Requisitos:
A. Reproduza, do texto sobre o PPDDH, o trecho que começa nas palavras que contêm "Essencialmente, os mecanismos" e termina com "para outra cidade.".
B. Devolva sem nenhuma alteração as linhas de todas as entradas abaixo, deixando as imagens de fora da resposta.

Texto de origem:
^^^^
Sobre o Programa de Proteção aos Defensores de Direitos Humanos, Comunicadores e Ambientalistas (PPDDH) – Brasil
- Sobre o Programa de Proteção aos Defensores de Direitos Humanos, Comunicadores e Ambientalistas (PPDDH) – Brasil
- Sobre o mecanismo
- Medidas oferecidas
- Como acessar
- Do pedido à execução das medida
- Desafios
- Perguntas frequentes
- Mais informações
Os mecanismos de proteção são programas implementados dentro da estrutura do Estado para responder a uma violência estrutural contra determinados grupos. Na maioria dos casos, eles são o resultado de pressões da sociedade civil e de organizações internacionais, que reivindicam medidas de proteção que garantam a integridade das pessoas ameaçadas em decorrência da sua atividade.
Essencialmente, os mecanismos recebem as denúncias de ameaças, realizam uma avaliação de risco, deliberam sobre a necessidade e os tipos de medida a serem adotados, implementam um esquema de proteção e acompanham a pessoa beneficiária, que passa a estar oficialmente sob proteção do Estado. As medidas podem variar de rondas policiais regulares e utilização de escoltas, carros blindados e coletes à prova de balas, até a realocação do/a beneficiário/a para outra cidade.
^^^^
Dados fornecidos:

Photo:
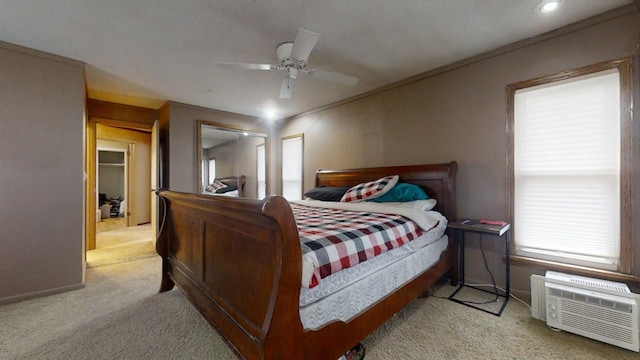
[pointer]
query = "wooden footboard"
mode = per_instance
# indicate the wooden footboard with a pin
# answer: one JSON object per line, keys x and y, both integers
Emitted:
{"x": 239, "y": 262}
^^^^
Respostas completas:
A.
Essencialmente, os mecanismos recebem as denúncias de ameaças, realizam uma avaliação de risco, deliberam sobre a necessidade e os tipos de medida a serem adotados, implementam um esquema de proteção e acompanham a pessoa beneficiária, que passa a estar oficialmente sob proteção do Estado. As medidas podem variar de rondas policiais regulares e utilização de escoltas, carros blindados e coletes à prova de balas, até a realocação do/a beneficiário/a para outra cidade.

B.
Photo:
[pointer]
query = "wooden footboard"
mode = per_instance
# indicate the wooden footboard with a pin
# answer: one JSON object per line, keys x and y, both integers
Emitted:
{"x": 239, "y": 262}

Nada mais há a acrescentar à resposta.